● **Consignes**:
**A)** Dans le texte sur l'expérience menée avec des rats, après combien de temps d'abstinence sexuelle les chercheurs ont-ils placé une rate dans l'enclos du rat ?
**B)** Poursuivez le texte sur l'expérience menée avec des rats à la suite de sa dernière phrase.

● **Extrait du texte**:
──────────────────────────────

Comment ils se débrouillent, les rats et les rates ?
Les chercheurs ont pris un rat, ils ont attendu qu’il soit très nerveux, ils l’ont mis en abstinence sexuelle, et au bout de trois semaines ils lui ont mis une rate dans son petit enclos. Au début, il lui a fait tout, de la poésie, des repas, de la chanson, etc., et au bout de trois semaines, il ne se passait plus rien. Donc ils ont enlevé la rate, ils ont attendu de nouveau, et ils ont mis une nouvelle. Cela a recommencé, c’était super. Si on laisse la même rate avec le rat, au bout de trois semaines, il ne se passe plus rien sexuellement parlant. Donc l’animal a besoin d’avoir des relations multiples. Maintenant, si vous lui remettez la première rate après la deuxième, il est très content. Donc il peut être fidèle en même temps. Quand vous entendez cela et que vous êtes dans la voiture, et que vous vous imaginez sur scène en train de parler de cela, avec toutes les filles dans la salle qui vont vouloir vous lyncher, c’est à mourir de rire.

──────────────────────────────

● **Extrait des données**:
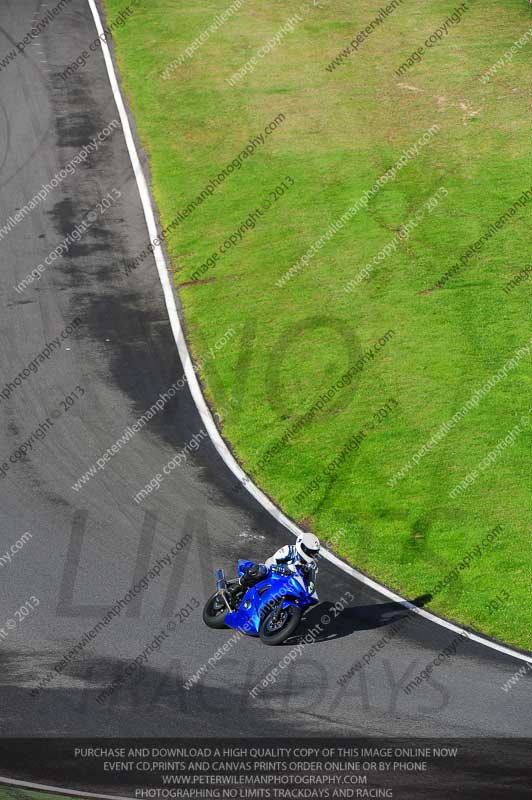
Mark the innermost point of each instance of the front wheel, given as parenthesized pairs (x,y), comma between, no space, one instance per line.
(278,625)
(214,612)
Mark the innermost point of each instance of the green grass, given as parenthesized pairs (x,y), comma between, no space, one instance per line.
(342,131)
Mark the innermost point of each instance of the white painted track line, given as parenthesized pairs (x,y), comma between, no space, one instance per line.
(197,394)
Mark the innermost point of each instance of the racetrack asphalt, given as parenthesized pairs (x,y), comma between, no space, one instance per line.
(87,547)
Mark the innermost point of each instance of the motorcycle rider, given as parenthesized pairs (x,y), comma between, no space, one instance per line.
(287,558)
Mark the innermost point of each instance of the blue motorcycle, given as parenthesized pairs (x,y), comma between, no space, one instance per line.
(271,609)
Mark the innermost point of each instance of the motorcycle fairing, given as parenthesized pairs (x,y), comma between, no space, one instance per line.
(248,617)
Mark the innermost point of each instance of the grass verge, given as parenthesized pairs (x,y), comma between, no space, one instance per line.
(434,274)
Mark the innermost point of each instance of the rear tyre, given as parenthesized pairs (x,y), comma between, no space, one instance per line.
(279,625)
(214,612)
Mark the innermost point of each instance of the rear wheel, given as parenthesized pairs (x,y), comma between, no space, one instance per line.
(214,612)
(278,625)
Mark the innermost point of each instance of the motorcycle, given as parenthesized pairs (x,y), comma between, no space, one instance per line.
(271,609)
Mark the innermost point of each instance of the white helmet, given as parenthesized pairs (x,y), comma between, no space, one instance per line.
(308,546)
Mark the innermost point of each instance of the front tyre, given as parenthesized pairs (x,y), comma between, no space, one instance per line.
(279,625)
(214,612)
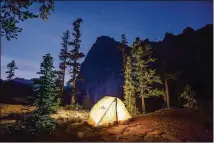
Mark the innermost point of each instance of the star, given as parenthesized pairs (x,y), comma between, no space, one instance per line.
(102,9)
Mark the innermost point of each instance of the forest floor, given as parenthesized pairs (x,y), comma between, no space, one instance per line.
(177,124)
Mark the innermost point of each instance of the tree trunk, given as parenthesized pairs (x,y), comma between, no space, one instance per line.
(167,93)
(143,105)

──────────────────────────────

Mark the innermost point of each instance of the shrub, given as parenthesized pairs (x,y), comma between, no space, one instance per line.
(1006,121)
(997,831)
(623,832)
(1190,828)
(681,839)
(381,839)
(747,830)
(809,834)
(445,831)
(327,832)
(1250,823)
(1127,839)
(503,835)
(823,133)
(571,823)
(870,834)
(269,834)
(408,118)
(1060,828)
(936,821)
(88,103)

──────────────────────────────

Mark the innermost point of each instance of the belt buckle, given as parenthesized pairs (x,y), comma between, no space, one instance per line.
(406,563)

──────────────────────────────

● **Résultats finaux**:
**A)** Au bout de trois semaines.

**B)**
Vous ne vous êtes pas dit « c’est formidable pour ma vie », mais vous vous êtes dit « c’est formidable pour mon spectacle ».
Oui, bien sûr.
Le spectacle est plus important que la vie ?
Bonne question. Non. Si vous ne vivez pas, vous ne pouvez pas écrire.
Est-il vrai que vous vous êtes retrouvé coincé une heure dans un ascenseur non pas avec Adriana Karembeu, mais avec Philippe Noiret ?
Oui, et on ne se connaissait pas, et on ne savait pas que quelques années plus tard, on allait tourner ensemble.
La question toute bête qu’on se pose : vous avez pensé que c’était Surprise sur prise ? Au bout de combien de temps, vous vous êtes dit que ce n’était pas une blague et que Marcel Béliveau n’allait pas débouler ?
Tout de suite. Je le savais. On a beaucoup ri. Il m’a regardé et m’a dit : « Surtout ne vous mettez pas à parler ». Il savait que je parlais beaucoup.
Une légende qui vous colle à la peau. Est-il vrai que dans Trois hommes et un couffin en 1984, vous avez refusé d’être payé au pourcentage comme vos deux compères Roland Giraud et André Dussollier ?
C’est faux. La vraie histoire, c’est qu’au début j’ai demandé le même contrat qu’André et Roland. Même au début, je ne voulais pas être payé du tout. Je leur ai dit : « Donnez-moi un pourcentage » parce qu’ils n’avaient pas d’argent. « Donnez-moi 1 % ou 0,5 % », je m’en foutais, je n’ai pas fait le film pour l’argent, j’adorais Coline Serreau. Il se trouve que je n’avais pas d’agent de cinéma à l’époque. Roland et André en avaient un évidemment. Leur contrat a été révisé au milieu du tournage. Et là, on leur a mis des pourcentages.
Et pas le vôtre ?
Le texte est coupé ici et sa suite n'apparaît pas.